◆ **Extract provided**:
--- BEGIN ---
Somehow these songwriters, singers, musicians and arrangers have found a way to gloriously dramatise the dreams and stumbling realities of romantic lives in a way that’s completely convincing and captivating.

You will carry these songs of your youth in your heart through all the joys and sorrows of your adult life. Simply recalling them in your memory will warm the chilliest situation.

Three songs from those long ago nights sung by young women with thrilling verve, panache and a sassy,’Don’t mess with me Brother’ attitude never seem far from the forefront of your mind.

First up, from 1971, a million seller from a seventeen year old veteran of the music business, Betty Wright, laying down with a preachers passion some seriously good advice to her sisters on how to manage their love lives. Never make it easy for the, ‘Clean Up Woman’!

Betty had been singing on record since she was a toddler and clocking up countless performing hours with her family gospel group, ‘The Echoes of Joy’ in Miami.

So, when she came to Clarence Reid and Willie Clarke’s tasty song while still a teenager she was able to lean into the lyric and drive the song along with a knowing poise that seems astonishing in one so young.
--- END ---
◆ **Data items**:
--- BEGIN ---
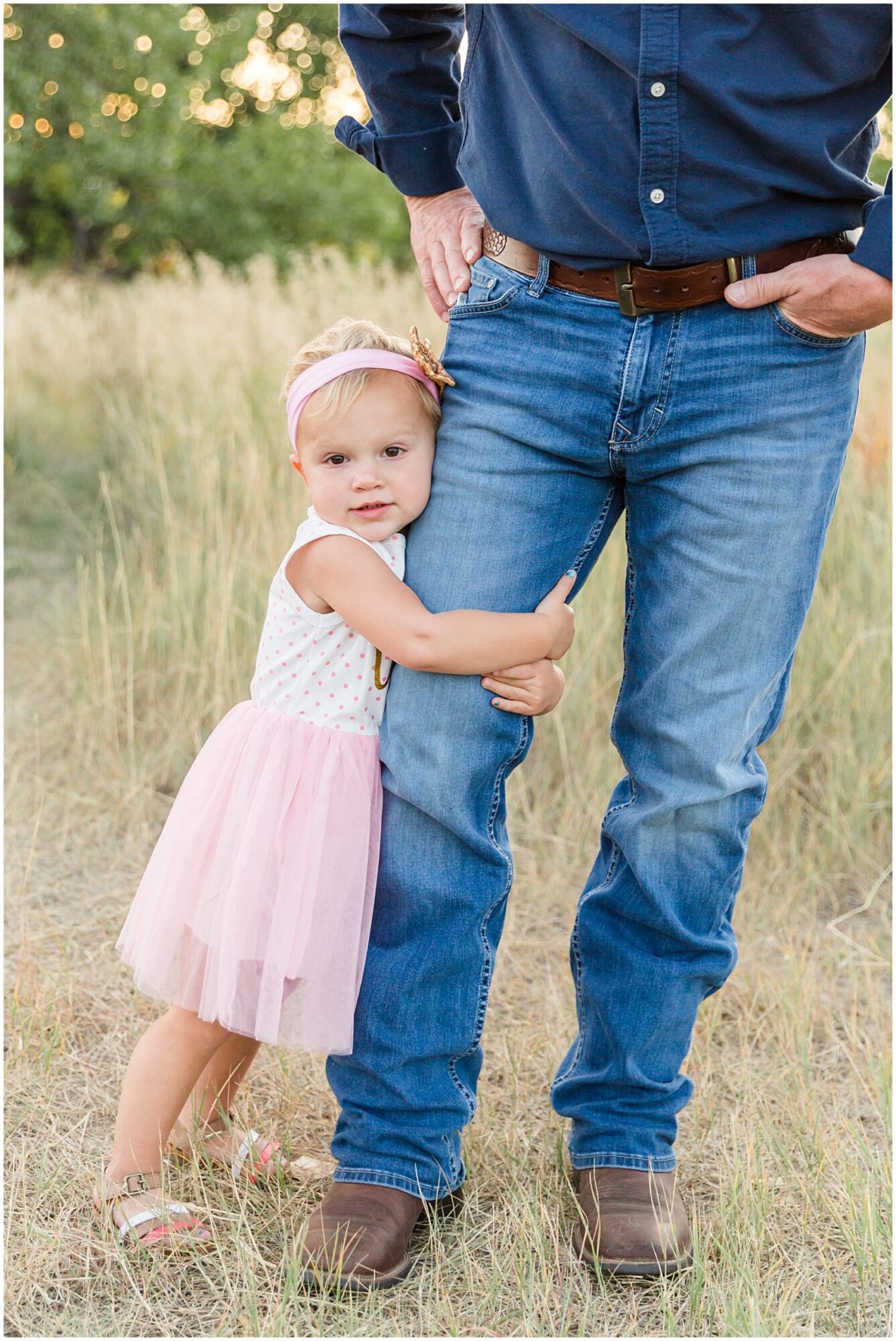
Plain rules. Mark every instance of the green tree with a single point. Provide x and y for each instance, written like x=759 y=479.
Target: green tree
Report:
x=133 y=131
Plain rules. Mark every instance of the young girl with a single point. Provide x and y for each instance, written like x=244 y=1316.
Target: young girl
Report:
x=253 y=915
--- END ---
◆ **Prompt 1**: In the piece about soul songs, what was the name of Betty Wright's family gospel group in Miami?
◆ **Prompt 2**: Turn the data items into a JSON list of strings with one string per line, beginning at the first line of the data items and continuing through the line containing "x=133 y=131". Omit blank lines and the pictures.

◆ **Written answer 1**: The Echoes of Joy

◆ **Written answer 2**:
[
  "Plain rules. Mark every instance of the green tree with a single point. Provide x and y for each instance, written like x=759 y=479.",
  "Target: green tree",
  "Report:",
  "x=133 y=131"
]